[START OF MATERIAL FOR THIS TASK]
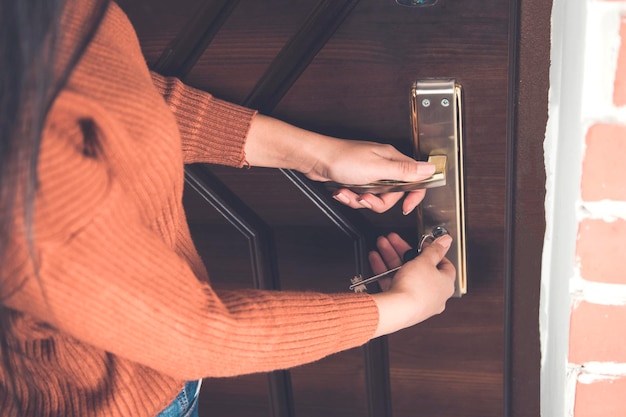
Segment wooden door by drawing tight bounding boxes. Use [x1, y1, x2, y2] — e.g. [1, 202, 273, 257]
[121, 0, 538, 417]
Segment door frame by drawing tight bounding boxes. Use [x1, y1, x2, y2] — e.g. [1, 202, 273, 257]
[503, 0, 552, 417]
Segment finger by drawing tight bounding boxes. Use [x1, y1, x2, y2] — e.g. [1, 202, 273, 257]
[419, 235, 452, 266]
[333, 188, 365, 209]
[368, 147, 435, 181]
[402, 190, 426, 216]
[387, 233, 413, 257]
[376, 236, 402, 268]
[357, 193, 404, 213]
[367, 251, 389, 275]
[437, 257, 456, 280]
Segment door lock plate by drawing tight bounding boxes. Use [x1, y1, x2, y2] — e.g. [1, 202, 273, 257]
[411, 79, 467, 297]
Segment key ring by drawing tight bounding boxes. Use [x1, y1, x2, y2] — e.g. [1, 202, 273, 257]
[417, 226, 448, 255]
[348, 226, 448, 292]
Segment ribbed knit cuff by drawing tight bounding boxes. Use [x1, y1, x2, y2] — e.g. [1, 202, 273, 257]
[152, 73, 256, 167]
[332, 293, 379, 351]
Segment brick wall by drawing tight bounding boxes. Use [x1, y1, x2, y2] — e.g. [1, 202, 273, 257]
[564, 0, 626, 417]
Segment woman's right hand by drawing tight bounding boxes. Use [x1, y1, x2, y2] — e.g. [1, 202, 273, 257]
[369, 233, 456, 337]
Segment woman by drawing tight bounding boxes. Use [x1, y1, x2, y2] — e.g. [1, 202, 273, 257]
[0, 0, 454, 417]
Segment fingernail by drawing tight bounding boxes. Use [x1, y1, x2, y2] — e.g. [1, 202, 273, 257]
[417, 162, 435, 177]
[357, 200, 372, 209]
[333, 193, 350, 204]
[435, 235, 452, 249]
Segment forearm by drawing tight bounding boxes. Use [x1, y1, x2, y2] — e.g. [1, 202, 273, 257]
[245, 114, 337, 174]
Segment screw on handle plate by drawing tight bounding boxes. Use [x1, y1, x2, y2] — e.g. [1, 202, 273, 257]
[348, 226, 448, 292]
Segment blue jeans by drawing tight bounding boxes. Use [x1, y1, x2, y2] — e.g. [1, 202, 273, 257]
[156, 380, 202, 417]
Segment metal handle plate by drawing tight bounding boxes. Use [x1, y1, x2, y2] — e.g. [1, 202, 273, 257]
[411, 79, 467, 297]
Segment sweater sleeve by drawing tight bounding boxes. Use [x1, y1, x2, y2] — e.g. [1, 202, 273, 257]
[23, 200, 378, 379]
[151, 72, 256, 167]
[2, 94, 378, 380]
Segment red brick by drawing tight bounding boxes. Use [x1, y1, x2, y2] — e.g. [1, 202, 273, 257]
[613, 20, 626, 106]
[569, 301, 626, 362]
[576, 219, 626, 284]
[581, 124, 626, 201]
[574, 378, 626, 417]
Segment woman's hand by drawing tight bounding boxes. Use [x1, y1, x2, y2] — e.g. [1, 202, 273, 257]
[369, 233, 456, 337]
[306, 139, 435, 214]
[245, 114, 435, 214]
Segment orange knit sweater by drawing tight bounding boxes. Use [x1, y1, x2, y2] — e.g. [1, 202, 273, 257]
[0, 0, 378, 417]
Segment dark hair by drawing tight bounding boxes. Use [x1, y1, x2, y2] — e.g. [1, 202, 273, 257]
[0, 0, 108, 415]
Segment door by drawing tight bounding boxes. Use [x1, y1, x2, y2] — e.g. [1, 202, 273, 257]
[114, 0, 538, 417]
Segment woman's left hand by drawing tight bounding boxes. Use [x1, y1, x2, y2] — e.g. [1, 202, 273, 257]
[245, 114, 435, 214]
[306, 139, 435, 214]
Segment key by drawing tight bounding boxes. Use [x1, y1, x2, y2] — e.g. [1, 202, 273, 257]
[348, 226, 448, 292]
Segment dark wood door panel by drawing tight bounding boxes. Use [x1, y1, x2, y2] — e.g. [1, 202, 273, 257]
[185, 0, 318, 103]
[116, 0, 205, 66]
[118, 0, 511, 417]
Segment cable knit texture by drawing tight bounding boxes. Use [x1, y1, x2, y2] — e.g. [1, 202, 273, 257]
[0, 0, 378, 417]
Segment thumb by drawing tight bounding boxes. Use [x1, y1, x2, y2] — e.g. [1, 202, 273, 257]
[419, 235, 452, 266]
[380, 157, 435, 181]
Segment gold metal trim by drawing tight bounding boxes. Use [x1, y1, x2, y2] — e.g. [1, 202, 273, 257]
[411, 79, 467, 297]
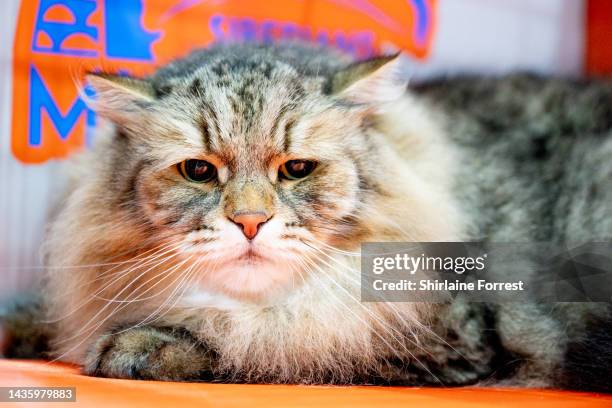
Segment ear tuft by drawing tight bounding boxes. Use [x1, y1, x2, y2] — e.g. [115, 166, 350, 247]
[85, 73, 155, 122]
[329, 53, 408, 103]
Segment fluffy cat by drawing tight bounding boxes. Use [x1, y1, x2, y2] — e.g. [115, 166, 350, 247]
[5, 44, 612, 390]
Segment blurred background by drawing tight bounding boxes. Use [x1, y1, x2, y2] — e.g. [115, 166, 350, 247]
[0, 0, 612, 300]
[END OF MATERIAL FOR THIS TASK]
Convert the records above into a JSON list of strings, one string per line, with blank lines and the pictures left out.

— TASK OUTPUT —
[
  "Segment wooden door by drawing tight bounding boxes. Use [x1, y1, x2, y2] — e.g. [1, 202, 273, 257]",
  "[121, 0, 538, 417]",
  "Segment door frame by drawing tight bounding boxes. Use [x1, y1, x2, y2] — e.g. [1, 202, 273, 257]",
  "[503, 0, 552, 417]",
  "Segment finger by drawing tight bounding boxes. Use [x1, y1, x2, y2] — e.g. [1, 202, 273, 257]",
  "[419, 235, 452, 266]",
  "[333, 188, 365, 209]",
  "[368, 147, 435, 181]",
  "[402, 190, 426, 216]",
  "[387, 233, 413, 257]",
  "[376, 236, 402, 268]",
  "[357, 193, 404, 213]",
  "[367, 251, 389, 275]",
  "[437, 257, 456, 280]",
  "Segment door lock plate by drawing tight bounding boxes. Use [x1, y1, x2, y2] — e.g. [1, 202, 273, 257]",
  "[411, 79, 467, 297]",
  "Segment key ring by drawing tight bounding boxes. Use [x1, y1, x2, y2] — e.g. [1, 202, 273, 257]",
  "[417, 226, 448, 255]",
  "[348, 226, 448, 292]",
  "Segment ribbed knit cuff by drawing tight bounding boxes. Use [x1, y1, x2, y2] — e.g. [1, 202, 273, 257]",
  "[152, 73, 256, 167]",
  "[332, 293, 379, 351]",
  "Segment brick wall by drawing tight bounding boxes. Use [x1, y1, x2, y2] — e.g. [1, 202, 273, 257]",
  "[564, 0, 626, 417]",
  "Segment woman's right hand by drawing tight bounding boxes. Use [x1, y1, x2, y2] — e.g. [1, 202, 273, 257]",
  "[369, 233, 456, 337]",
  "Segment woman by drawing tight bounding boxes. Use [x1, y1, x2, y2] — e.g. [1, 202, 273, 257]",
  "[0, 0, 454, 417]",
  "Segment fingernail by drawing tight bounding boxes. Use [x1, y1, x2, y2] — e.g. [1, 202, 273, 257]",
  "[417, 162, 435, 177]",
  "[357, 200, 372, 209]",
  "[333, 193, 350, 204]",
  "[435, 235, 452, 249]",
  "Segment forearm by drawing tight bounding boxes. Use [x1, y1, x2, y2] — e.g. [1, 202, 273, 257]",
  "[245, 114, 337, 174]",
  "Segment screw on handle plate by drawing tight bounding boxes. Use [x1, y1, x2, y2] — e.g. [1, 202, 273, 257]",
  "[348, 226, 448, 292]",
  "Segment blue jeans by drawing tight bounding boxes. Use [x1, y1, x2, y2] — e.g. [1, 202, 273, 257]",
  "[156, 380, 202, 417]",
  "Segment metal handle plate by drawing tight bounding boxes. Use [x1, y1, x2, y2] — e.g. [1, 202, 273, 257]",
  "[411, 79, 467, 297]",
  "Segment sweater sleeve by drawing tight bounding boxes. Use [x1, y1, x2, y2] — e.g. [1, 202, 273, 257]",
  "[23, 200, 378, 379]",
  "[151, 72, 256, 167]",
  "[2, 94, 378, 380]",
  "Segment red brick by drawing tight bounding boxes. Use [x1, y1, x2, y2] — e.g. [1, 202, 273, 257]",
  "[613, 20, 626, 106]",
  "[569, 301, 626, 362]",
  "[576, 219, 626, 284]",
  "[581, 124, 626, 201]",
  "[574, 378, 626, 417]",
  "Segment woman's hand by drawing tight bounding boxes. Use [x1, y1, x2, y2] — e.g. [1, 202, 273, 257]",
  "[369, 233, 456, 337]",
  "[306, 139, 435, 214]",
  "[245, 114, 435, 214]",
  "Segment orange knit sweater by drawing tight bounding boxes. Use [x1, y1, x2, y2] — e.g. [1, 202, 273, 257]",
  "[0, 0, 378, 417]",
  "Segment dark hair by drawing tight bounding boxes. Use [x1, y1, x2, y2] — e.g. [1, 202, 273, 257]",
  "[0, 0, 108, 415]",
  "Segment door by drawing tight bounding boxes. Use [x1, y1, x2, y2] — e.g. [1, 202, 273, 257]",
  "[114, 0, 538, 417]",
  "Segment woman's left hand by drawing tight bounding boxes. Use [x1, y1, x2, y2] — e.g. [1, 202, 273, 257]",
  "[245, 114, 435, 214]",
  "[306, 139, 435, 214]",
  "Segment key by drawing tight bounding boxes. Use [x1, y1, x2, y2] — e.g. [1, 202, 273, 257]",
  "[348, 226, 448, 292]",
  "Segment dark wood door panel by drawing tight bounding boxes. Use [x1, y1, x2, y2] — e.g. [1, 202, 273, 257]",
  "[185, 0, 318, 103]",
  "[116, 0, 205, 66]",
  "[118, 0, 511, 417]",
  "Segment cable knit texture by drawing tight bounding boxes. Use [x1, y1, x2, y2] — e.g. [1, 202, 273, 257]",
  "[0, 0, 378, 417]",
  "Segment thumb by drawing tight bounding boxes. Use [x1, y1, x2, y2] — e.g. [1, 202, 273, 257]",
  "[419, 235, 452, 266]",
  "[380, 157, 435, 181]",
  "Segment gold metal trim by drawing tight bounding boxes. Use [x1, y1, x2, y2] — e.g. [1, 202, 273, 257]",
  "[411, 79, 467, 297]",
  "Segment ear tuft by drawing tight bounding boxes. Use [x1, y1, x2, y2] — e.g. [115, 166, 350, 247]",
  "[85, 73, 155, 122]",
  "[329, 53, 408, 103]",
  "Segment fluffy cat by drawing tight bounding boxes. Use [x1, y1, x2, y2] — e.g. [115, 166, 350, 247]",
  "[5, 44, 612, 390]",
  "Segment blurred background by drawing tight bounding boxes. Use [x1, y1, x2, y2] — e.g. [115, 166, 350, 247]",
  "[0, 0, 612, 300]"
]